#### Extract
■ ■ ■ ■ ■ ■ ■

During an interview on 07/22/13 at 2:00 PM, the patient stated that no one had really discussed discharge plans with her.
6. Record review of Patient #9's medical record showed an initial Social Service note dated 06/26/13 and a follow up Social Service note dated 07/18/13. The discharge plan, Social Worker's responsibility, was not included in the care plan and the patient's medical record did not show documentation that the patient had been reassessed for discharge planning since admission.
7. During an interview on 07/22/13 at 2:30 PM, Patient #10 stated that he was supposed to be discharged to a nursing home but he didn't want to be discharged. He didn't know what to do. He asked the nurse to see if the Social Worker would come and visit him.
Record review of the patient's medical record showed an initial Social Service note dated 07/03/13 and a Social Service note dated 07/23/13. The patient had not been reassessed for discharge plans since admission.
8. During an interview on 07/22/13 at 2:40 PM, Patient #11 stated, "They don't tell me anything about my condition or why I am still here". He stated that he had seen the Social Worker one time on admission on 07/15/13. Patient #11 stated that he (was able to perform self care) made his own bed, walked and toileted himself and needed to get back home to take care of his family. He stated "I have no clue what the plan is and I haven't been asked".
Record review of the patient's medical record showed the patient had been admitted on 07/02/13 but there was no Social Work documentation in the medical record regarding the discharge plan.
9. Record review of Patient 13's medical record showed the patient had been admitted on 06/20/13. No initial or follow up Social Work notes were documented in the medical record. No discharge assessments had been documented for this patient.
10. Record review of Patient #15's medical record, showed admission on 05/09/13. There was no documentation of an Initial Social Service Evaluation in the record and no Follow-up Social Services Notes between 05/22/13 and 06/04/13 (13 days); or between 06/18/13 and 07/05/13 (17 days) found in the record. The last Social Services Note was dated 07/05/13 (18 days).
11. Record review of Patient #17's medical record showed that he was admitted on 07/12/13. There was an Initial Social Service Note dated 07/18/13, six days after the patient was admitted.
During an interview on 07/23/13 at 10:45 AM, the patient's family member stated that Staff H, Social Worker, doesn't ever come around. The family member stated, "We usually have to go find him," if the family had concerns. The family member, who stayed with the patient, stated that she didn't remember that she had spoken with Staff H.
12. During an interview on 07/24/13 at 3:10 PM, Staff M stated that she regularly monitored the patient medical records to ensure Social Workers were documenting as required. She stated that she didn't evaluate the Social Worker's work and evaluation of the Social Worker's work was the Chief Executive Officer's (CEO) responsibility.

■ ■ ■ ■ ■ ■ ■

[Segmentation mask records]

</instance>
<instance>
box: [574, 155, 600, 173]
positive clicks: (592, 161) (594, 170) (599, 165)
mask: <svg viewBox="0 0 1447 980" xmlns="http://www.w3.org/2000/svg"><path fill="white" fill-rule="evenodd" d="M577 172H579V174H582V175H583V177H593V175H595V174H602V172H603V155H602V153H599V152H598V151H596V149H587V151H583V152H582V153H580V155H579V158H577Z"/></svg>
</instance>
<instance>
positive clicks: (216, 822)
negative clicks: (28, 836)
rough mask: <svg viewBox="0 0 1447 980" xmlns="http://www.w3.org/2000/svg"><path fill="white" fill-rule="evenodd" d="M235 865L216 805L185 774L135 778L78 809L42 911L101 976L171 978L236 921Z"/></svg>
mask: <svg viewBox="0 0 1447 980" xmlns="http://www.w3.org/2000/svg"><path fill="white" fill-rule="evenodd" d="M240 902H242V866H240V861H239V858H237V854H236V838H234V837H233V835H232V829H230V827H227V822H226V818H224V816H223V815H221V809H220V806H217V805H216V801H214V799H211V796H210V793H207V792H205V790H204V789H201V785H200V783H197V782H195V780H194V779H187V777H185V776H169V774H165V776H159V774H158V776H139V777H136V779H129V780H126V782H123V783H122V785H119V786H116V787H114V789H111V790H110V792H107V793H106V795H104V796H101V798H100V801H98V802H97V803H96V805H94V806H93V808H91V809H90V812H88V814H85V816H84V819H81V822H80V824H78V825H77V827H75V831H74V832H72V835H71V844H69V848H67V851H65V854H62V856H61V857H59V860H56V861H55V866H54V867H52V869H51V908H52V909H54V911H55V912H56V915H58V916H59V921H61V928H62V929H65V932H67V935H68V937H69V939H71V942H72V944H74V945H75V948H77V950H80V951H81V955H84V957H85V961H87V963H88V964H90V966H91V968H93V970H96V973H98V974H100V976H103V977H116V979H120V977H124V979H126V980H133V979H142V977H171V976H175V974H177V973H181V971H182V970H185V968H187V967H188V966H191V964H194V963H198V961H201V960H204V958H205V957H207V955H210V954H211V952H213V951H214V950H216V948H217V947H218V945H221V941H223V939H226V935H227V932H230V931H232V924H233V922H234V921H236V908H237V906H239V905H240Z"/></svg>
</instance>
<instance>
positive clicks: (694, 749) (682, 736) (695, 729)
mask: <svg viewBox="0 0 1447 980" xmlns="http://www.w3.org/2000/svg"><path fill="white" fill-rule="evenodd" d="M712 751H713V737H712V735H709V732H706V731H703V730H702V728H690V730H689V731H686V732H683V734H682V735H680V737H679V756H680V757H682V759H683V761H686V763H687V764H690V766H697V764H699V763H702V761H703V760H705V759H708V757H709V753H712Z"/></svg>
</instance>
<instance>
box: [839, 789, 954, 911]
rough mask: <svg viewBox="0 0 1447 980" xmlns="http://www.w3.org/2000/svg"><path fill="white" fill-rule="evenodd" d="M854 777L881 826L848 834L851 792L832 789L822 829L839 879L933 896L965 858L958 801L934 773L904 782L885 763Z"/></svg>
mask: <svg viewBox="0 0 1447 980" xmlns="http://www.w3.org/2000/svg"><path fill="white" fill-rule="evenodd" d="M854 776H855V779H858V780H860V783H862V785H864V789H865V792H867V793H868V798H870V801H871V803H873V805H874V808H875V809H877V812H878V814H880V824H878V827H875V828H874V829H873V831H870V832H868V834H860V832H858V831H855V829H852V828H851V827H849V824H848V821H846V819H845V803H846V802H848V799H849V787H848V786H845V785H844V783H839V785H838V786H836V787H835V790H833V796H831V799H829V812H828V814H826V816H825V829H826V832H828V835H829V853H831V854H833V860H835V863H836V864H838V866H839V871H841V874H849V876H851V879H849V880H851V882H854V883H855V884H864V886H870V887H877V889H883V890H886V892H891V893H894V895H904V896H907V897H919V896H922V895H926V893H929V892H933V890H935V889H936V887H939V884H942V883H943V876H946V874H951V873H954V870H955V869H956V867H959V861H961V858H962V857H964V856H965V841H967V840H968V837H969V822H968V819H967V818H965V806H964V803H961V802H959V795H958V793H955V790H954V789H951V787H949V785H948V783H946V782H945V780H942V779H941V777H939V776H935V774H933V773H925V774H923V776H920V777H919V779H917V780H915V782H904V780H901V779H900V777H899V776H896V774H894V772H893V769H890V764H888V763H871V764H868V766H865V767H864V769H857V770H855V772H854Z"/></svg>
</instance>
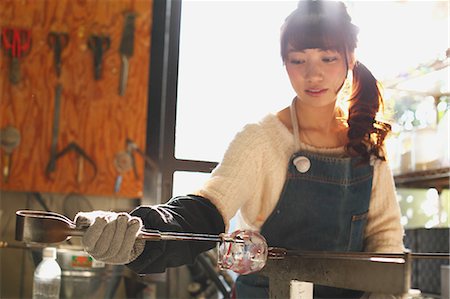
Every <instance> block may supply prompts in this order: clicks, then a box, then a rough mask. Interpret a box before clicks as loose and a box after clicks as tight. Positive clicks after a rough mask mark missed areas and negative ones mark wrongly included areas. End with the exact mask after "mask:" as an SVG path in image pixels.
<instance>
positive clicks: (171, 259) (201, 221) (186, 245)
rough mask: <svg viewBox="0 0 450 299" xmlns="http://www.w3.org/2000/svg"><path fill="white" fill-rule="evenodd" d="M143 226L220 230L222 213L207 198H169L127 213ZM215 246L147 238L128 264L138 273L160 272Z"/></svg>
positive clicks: (180, 263)
mask: <svg viewBox="0 0 450 299" xmlns="http://www.w3.org/2000/svg"><path fill="white" fill-rule="evenodd" d="M130 214H131V215H132V216H138V217H140V218H141V219H142V222H143V224H144V228H146V229H156V230H159V231H161V232H187V233H205V234H220V233H223V232H224V231H225V224H224V221H223V218H222V215H221V214H220V212H219V211H218V210H217V208H216V207H215V206H214V205H213V204H212V203H211V202H210V201H209V200H208V199H206V198H203V197H201V196H195V195H188V196H179V197H175V198H172V199H171V200H170V201H169V202H167V203H166V204H161V205H156V206H141V207H138V208H137V209H135V210H134V211H132V212H131V213H130ZM215 246H216V243H215V242H204V241H147V242H146V244H145V249H144V252H143V253H142V254H141V255H140V256H139V257H138V258H136V259H135V260H134V261H133V262H131V263H129V264H128V265H127V266H128V267H130V268H131V269H132V270H133V271H135V272H137V273H141V274H143V273H161V272H164V271H165V270H166V268H168V267H177V266H181V265H186V264H193V263H194V261H195V258H196V257H197V256H198V255H199V254H200V253H202V252H204V251H207V250H209V249H211V248H214V247H215Z"/></svg>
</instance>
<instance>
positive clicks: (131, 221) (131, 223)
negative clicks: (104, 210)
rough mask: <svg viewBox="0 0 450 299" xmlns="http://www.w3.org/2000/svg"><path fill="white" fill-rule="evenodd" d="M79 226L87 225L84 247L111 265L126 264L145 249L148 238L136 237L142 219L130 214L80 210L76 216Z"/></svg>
mask: <svg viewBox="0 0 450 299" xmlns="http://www.w3.org/2000/svg"><path fill="white" fill-rule="evenodd" d="M75 224H76V226H77V227H78V228H82V227H87V230H86V232H85V234H84V236H83V239H82V243H83V247H84V249H85V250H86V252H88V253H89V254H90V255H92V257H94V258H95V259H96V260H99V261H103V262H105V263H108V264H127V263H129V262H131V261H133V260H134V259H136V258H137V257H138V256H139V255H140V254H141V253H142V252H143V250H144V247H145V241H144V240H141V239H136V236H137V234H138V232H139V231H140V229H141V228H142V220H141V218H139V217H134V216H131V215H129V214H128V213H115V212H108V211H93V212H80V213H78V214H77V215H76V216H75Z"/></svg>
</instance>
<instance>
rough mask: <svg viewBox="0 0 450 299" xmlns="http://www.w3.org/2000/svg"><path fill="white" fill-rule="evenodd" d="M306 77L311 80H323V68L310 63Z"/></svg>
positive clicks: (313, 81)
mask: <svg viewBox="0 0 450 299" xmlns="http://www.w3.org/2000/svg"><path fill="white" fill-rule="evenodd" d="M305 77H306V80H307V81H309V82H315V81H321V80H322V79H323V69H322V68H321V67H320V66H319V65H314V64H309V65H307V68H306V75H305Z"/></svg>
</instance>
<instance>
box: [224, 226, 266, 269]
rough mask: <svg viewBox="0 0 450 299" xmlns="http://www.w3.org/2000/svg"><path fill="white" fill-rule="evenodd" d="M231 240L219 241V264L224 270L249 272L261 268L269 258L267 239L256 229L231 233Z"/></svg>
mask: <svg viewBox="0 0 450 299" xmlns="http://www.w3.org/2000/svg"><path fill="white" fill-rule="evenodd" d="M229 239H230V240H237V241H239V240H240V241H242V242H233V241H224V242H221V243H218V260H217V264H218V265H219V267H220V268H221V269H222V270H232V271H234V272H236V273H239V274H249V273H253V272H256V271H259V270H261V269H262V268H263V267H264V265H265V264H266V260H267V253H268V248H267V242H266V239H265V238H264V237H263V236H262V235H261V234H259V233H258V232H255V231H250V230H237V231H234V232H233V233H231V234H230V235H229Z"/></svg>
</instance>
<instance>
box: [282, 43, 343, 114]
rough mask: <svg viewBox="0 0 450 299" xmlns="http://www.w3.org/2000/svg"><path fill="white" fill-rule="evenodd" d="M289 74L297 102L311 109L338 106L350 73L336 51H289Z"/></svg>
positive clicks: (338, 52) (341, 59) (340, 54)
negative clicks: (338, 104) (346, 77)
mask: <svg viewBox="0 0 450 299" xmlns="http://www.w3.org/2000/svg"><path fill="white" fill-rule="evenodd" d="M285 64H286V70H287V73H288V75H289V79H290V81H291V84H292V87H293V88H294V90H295V92H296V93H297V97H298V100H299V101H300V102H301V103H303V104H306V105H309V106H312V107H324V106H328V105H331V104H333V105H334V104H335V102H336V97H337V92H338V91H339V87H341V85H342V83H343V81H344V79H345V76H346V72H347V68H346V66H345V58H344V57H343V56H342V55H341V54H340V53H339V52H337V51H334V50H322V49H306V50H303V51H297V50H293V49H291V50H289V52H288V56H287V59H286V62H285Z"/></svg>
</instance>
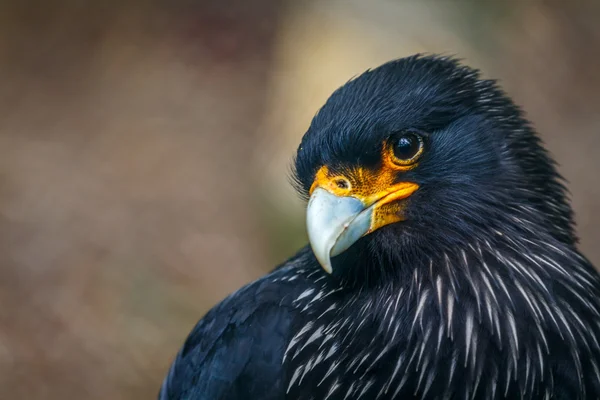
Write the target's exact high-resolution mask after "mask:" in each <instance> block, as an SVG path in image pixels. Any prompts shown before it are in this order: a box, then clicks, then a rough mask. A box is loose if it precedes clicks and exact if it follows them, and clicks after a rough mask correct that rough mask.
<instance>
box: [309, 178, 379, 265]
mask: <svg viewBox="0 0 600 400" xmlns="http://www.w3.org/2000/svg"><path fill="white" fill-rule="evenodd" d="M372 211H373V210H372V208H371V207H368V208H365V206H364V204H363V203H362V202H361V201H360V200H358V199H357V198H354V197H338V196H336V195H334V194H331V193H329V192H328V191H327V190H325V189H322V188H316V189H315V190H314V192H313V194H312V196H310V200H309V201H308V207H307V209H306V228H307V230H308V240H309V242H310V245H311V247H312V249H313V252H314V253H315V256H316V257H317V260H318V261H319V263H320V264H321V265H322V266H323V269H324V270H325V271H327V273H329V274H330V273H331V272H332V270H333V269H332V268H331V257H335V256H337V255H338V254H340V253H342V252H343V251H345V250H347V249H348V248H349V247H350V246H352V244H354V243H355V242H356V241H357V240H358V239H360V238H361V237H362V236H363V235H365V234H366V233H367V231H368V230H369V226H370V225H371V214H372Z"/></svg>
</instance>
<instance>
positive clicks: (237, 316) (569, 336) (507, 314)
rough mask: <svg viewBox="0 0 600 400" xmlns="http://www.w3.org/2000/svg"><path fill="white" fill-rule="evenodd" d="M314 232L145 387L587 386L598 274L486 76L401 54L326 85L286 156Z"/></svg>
mask: <svg viewBox="0 0 600 400" xmlns="http://www.w3.org/2000/svg"><path fill="white" fill-rule="evenodd" d="M295 178H296V182H297V187H298V190H299V192H300V194H301V195H302V196H304V197H305V198H306V199H308V206H307V210H306V215H307V228H308V234H309V239H310V246H307V247H305V248H304V249H301V250H300V251H299V252H298V254H296V255H295V256H294V257H292V258H290V259H289V260H288V261H287V262H285V263H284V264H282V265H280V266H279V267H277V268H276V269H275V270H274V271H273V272H271V273H270V274H268V275H266V276H265V277H263V278H261V279H259V280H257V281H255V282H253V283H251V284H249V285H247V286H245V287H244V288H242V289H240V290H238V291H237V292H235V293H234V294H232V295H230V296H229V297H227V298H226V299H225V300H223V301H222V302H221V303H220V304H218V305H217V306H215V307H214V308H213V309H212V310H211V311H210V312H208V314H206V315H205V316H204V318H203V319H202V320H201V321H200V322H199V323H198V324H197V325H196V327H195V328H194V330H193V331H192V332H191V334H190V335H189V338H188V339H187V341H186V342H185V344H184V345H183V348H182V349H181V350H180V352H179V354H178V355H177V357H176V359H175V361H174V362H173V365H172V366H171V369H170V371H169V373H168V375H167V376H166V378H165V380H164V382H163V386H162V389H161V392H160V399H173V400H178V399H196V400H217V399H231V400H242V399H243V400H246V399H257V400H263V399H265V400H270V399H294V400H310V399H312V400H323V399H329V400H338V399H369V400H383V399H465V400H467V399H557V400H558V399H560V400H576V399H599V398H600V345H599V340H600V280H599V276H598V275H597V273H596V271H595V270H594V268H593V267H592V265H591V264H590V263H589V261H587V260H586V258H585V257H584V256H582V255H581V254H580V253H579V252H578V250H577V247H576V242H577V238H576V235H575V233H574V224H573V218H572V211H571V207H570V205H569V202H568V199H567V197H566V194H565V187H564V186H563V182H562V179H561V177H560V176H559V174H558V173H557V171H556V169H555V166H554V163H553V161H552V159H551V158H550V156H549V155H548V153H547V152H546V151H545V150H544V148H543V147H542V145H541V143H540V140H539V138H538V136H537V135H536V133H535V132H534V130H533V128H532V127H531V125H530V124H529V123H528V122H527V121H526V120H525V119H524V118H523V116H522V114H521V112H520V110H519V109H518V108H517V107H516V106H515V105H514V104H513V102H512V101H511V100H510V99H509V98H508V97H507V96H506V95H505V94H504V93H503V92H502V91H501V90H500V89H499V87H498V86H497V85H496V84H495V83H494V81H490V80H484V79H481V78H480V76H479V73H478V71H476V70H473V69H471V68H468V67H466V66H462V65H461V64H460V63H459V62H457V61H456V60H454V59H451V58H444V57H436V56H413V57H408V58H403V59H399V60H395V61H392V62H389V63H387V64H384V65H382V66H380V67H378V68H376V69H373V70H369V71H367V72H365V73H364V74H362V75H360V76H359V77H357V78H355V79H352V80H351V81H349V82H348V83H347V84H345V85H344V86H342V87H341V88H339V89H338V90H336V91H335V92H334V93H333V95H332V96H331V97H330V98H329V100H327V102H326V104H325V105H324V106H323V108H321V110H320V111H319V112H318V114H317V115H316V116H315V117H314V119H313V121H312V123H311V125H310V127H309V129H308V131H307V132H306V134H305V135H304V137H303V139H302V142H301V144H300V146H299V148H298V152H297V155H296V159H295Z"/></svg>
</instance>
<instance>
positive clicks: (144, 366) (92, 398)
mask: <svg viewBox="0 0 600 400" xmlns="http://www.w3.org/2000/svg"><path fill="white" fill-rule="evenodd" d="M599 5H600V2H597V1H592V0H590V1H584V0H579V1H573V2H567V1H554V2H552V1H545V2H541V1H540V2H538V1H534V0H528V1H520V0H515V1H502V2H500V1H497V2H492V1H489V2H484V1H445V0H440V1H433V0H428V1H408V0H406V1H401V0H396V1H391V0H373V1H369V2H367V1H361V0H339V1H335V0H314V1H308V0H304V1H295V2H294V1H288V2H286V1H281V0H238V1H203V0H194V1H188V0H171V1H166V0H163V1H158V0H145V1H141V0H140V1H133V0H123V1H113V0H104V1H95V2H82V1H79V0H54V1H42V0H39V1H32V0H14V1H9V0H1V1H0V304H1V308H0V398H2V399H9V398H10V399H63V398H82V399H83V398H85V399H107V398H110V399H141V398H153V397H155V396H156V393H157V391H158V388H159V385H160V383H161V380H162V377H163V376H164V374H165V372H166V370H167V368H168V366H169V364H170V362H171V360H172V358H173V357H174V355H175V353H176V351H177V350H178V348H179V346H180V345H181V344H182V342H183V340H184V339H185V337H186V336H187V334H188V332H189V331H190V329H191V328H192V327H193V325H194V324H195V323H196V321H197V320H198V319H199V318H200V317H201V316H202V315H203V313H204V312H206V311H207V309H208V308H210V307H211V306H212V305H213V304H214V303H216V302H217V301H218V300H220V299H221V298H223V297H224V296H225V295H226V294H228V293H229V292H231V291H233V290H235V289H236V288H238V287H239V286H241V285H242V284H244V283H246V282H248V281H250V280H252V279H254V278H256V277H258V276H259V275H261V274H263V273H265V272H267V271H268V270H270V269H271V268H272V267H273V266H275V264H276V263H278V262H281V261H282V260H284V259H285V258H286V257H287V256H290V255H291V254H292V253H293V252H294V251H295V250H297V249H298V248H299V247H300V246H302V245H303V244H304V243H306V239H305V233H304V222H303V204H302V203H301V202H300V201H299V200H298V199H297V198H296V196H295V194H294V192H293V190H292V189H291V186H290V185H289V184H288V174H289V166H290V161H291V158H292V156H293V153H294V151H295V149H296V146H297V144H298V143H299V140H300V138H301V136H302V134H303V133H304V132H305V130H306V129H307V127H308V125H309V123H310V119H311V117H312V116H313V115H314V113H315V112H316V111H317V109H318V108H319V107H320V106H321V105H322V104H323V103H324V101H325V100H326V98H327V97H328V95H329V94H330V93H331V92H332V91H333V90H334V89H335V88H337V87H338V86H340V85H341V84H343V83H344V82H346V81H347V80H348V79H349V78H350V77H352V76H354V75H357V74H359V73H361V72H362V71H364V70H365V69H366V68H369V67H375V66H377V65H379V64H381V63H383V62H385V61H388V60H390V59H393V58H398V57H402V56H407V55H411V54H413V53H416V52H436V53H444V54H456V55H458V56H459V57H461V58H463V59H465V61H466V62H467V63H468V64H470V65H472V66H475V67H478V68H481V69H482V70H483V71H484V74H485V76H487V77H494V78H499V79H500V81H501V84H502V85H503V86H504V88H505V89H506V91H507V92H508V93H509V94H510V95H511V96H512V97H513V98H514V99H515V101H516V102H517V103H518V104H520V105H522V106H523V107H524V108H525V110H526V111H527V115H528V117H529V118H530V119H531V120H532V121H533V123H534V125H535V127H536V128H537V129H538V131H539V132H540V134H541V136H542V137H543V139H544V141H545V142H546V144H547V147H548V148H549V149H550V150H551V152H552V153H553V155H554V156H555V158H556V159H557V161H558V162H559V164H560V171H561V172H562V173H563V174H564V176H565V177H566V178H567V179H568V180H569V182H570V185H569V188H570V190H571V193H572V199H573V204H574V207H575V210H576V217H577V222H578V225H579V233H580V236H581V249H582V251H583V252H584V253H585V254H586V255H587V256H588V257H589V258H590V259H591V260H592V261H593V262H594V263H595V264H596V265H597V266H600V247H599V246H598V239H599V238H600V185H599V184H598V182H599V180H598V175H599V174H600V160H599V158H598V156H597V155H598V154H599V152H600V135H599V132H600V113H599V110H600V74H599V73H598V71H600V51H599V50H600V26H599V25H598V18H599V17H600V9H599Z"/></svg>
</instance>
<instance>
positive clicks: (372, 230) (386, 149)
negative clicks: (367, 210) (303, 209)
mask: <svg viewBox="0 0 600 400" xmlns="http://www.w3.org/2000/svg"><path fill="white" fill-rule="evenodd" d="M416 158H418V157H415V159H416ZM416 165H417V164H416V163H412V164H404V165H402V164H399V163H398V160H397V159H396V158H395V156H394V154H393V151H392V150H391V148H390V146H388V145H384V147H383V151H382V165H381V167H380V168H379V169H377V170H371V169H366V168H363V167H355V168H351V169H347V170H345V171H344V173H343V174H335V173H331V172H330V171H329V168H328V167H327V166H323V167H321V168H320V169H319V170H318V171H317V173H316V175H315V180H314V182H313V184H312V185H311V188H310V192H309V194H312V192H313V191H314V190H315V188H317V187H320V188H323V189H325V190H327V191H328V192H330V193H332V194H334V195H336V196H339V197H349V196H351V197H355V198H357V199H359V200H360V201H362V203H363V204H364V205H365V208H367V207H370V206H373V216H372V218H371V226H370V229H369V232H368V233H371V232H373V231H375V230H376V229H378V228H381V227H383V226H385V225H388V224H391V223H394V222H400V221H403V220H404V218H403V215H402V214H403V213H402V209H403V205H402V204H401V203H399V202H398V201H397V200H402V199H405V198H407V197H409V196H410V195H411V194H413V193H414V192H415V191H416V190H417V189H418V188H419V185H418V184H416V183H412V182H400V183H396V182H395V181H396V177H397V174H398V172H400V171H408V170H410V169H412V168H414V167H415V166H416Z"/></svg>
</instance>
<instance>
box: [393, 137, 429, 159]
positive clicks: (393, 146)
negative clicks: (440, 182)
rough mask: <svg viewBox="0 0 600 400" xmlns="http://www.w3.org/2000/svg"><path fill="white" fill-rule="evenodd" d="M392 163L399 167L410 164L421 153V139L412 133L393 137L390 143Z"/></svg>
mask: <svg viewBox="0 0 600 400" xmlns="http://www.w3.org/2000/svg"><path fill="white" fill-rule="evenodd" d="M390 145H391V150H392V152H393V154H394V161H395V162H396V163H397V164H400V165H408V164H412V163H414V162H415V161H417V159H418V158H419V157H420V156H421V153H423V138H422V137H421V136H420V135H418V134H416V133H413V132H405V133H402V134H400V135H398V136H394V137H393V138H392V141H391V143H390Z"/></svg>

■ ■ ■ ■ ■ ■ ■

#### Questions on the material
1. For each statement about the discharge-planning findings, answer yes or no and quote the words of the findings that decide it.
(a) Patient #10 asked the nurse whether the Social Worker would come to visit him.
(b) Patient #17's Initial Social Service Note was dated the day he was admitted.
(c) Staff M stated that she evaluated the Social Worker's work.
2. Answer these questions from the discharge-planning findings:
(a) What is the date of the follow-up Social Service note in Patient #9's medical record?
(b) At what time on 07/22/13 was Patient #10 interviewed?
(c) On what date was Patient 13 admitted?
3. Turn the paragraph of the discharge-planning findings that begins "8. During an interview on 07/22/13 at 2:40 PM" into a list of its main facts.

#### Outputs for the tasks
1.
(a) Yes: "He asked the nurse to see if the Social Worker would come and visit him."
(b) No: "There was an Initial Social Service Note dated 07/18/13, six days after the patient was admitted."
(c) No: "She stated that she didn't evaluate the Social Worker's work"

2.
(a) 07/18/13
(b) 2:30 PM
(c) 06/20/13

3.
- Patient #11 was interviewed on 07/22/13 at 2:40 PM.
- He said no one told him about his condition or why he was still there.
- He said he had seen the Social Worker once, on admission on 07/15/13.
- He said he made his own bed, walked, and toileted himself.
- He said he needed to get back home to take care of his family.
- He said he had no idea what the plan was and had not been asked.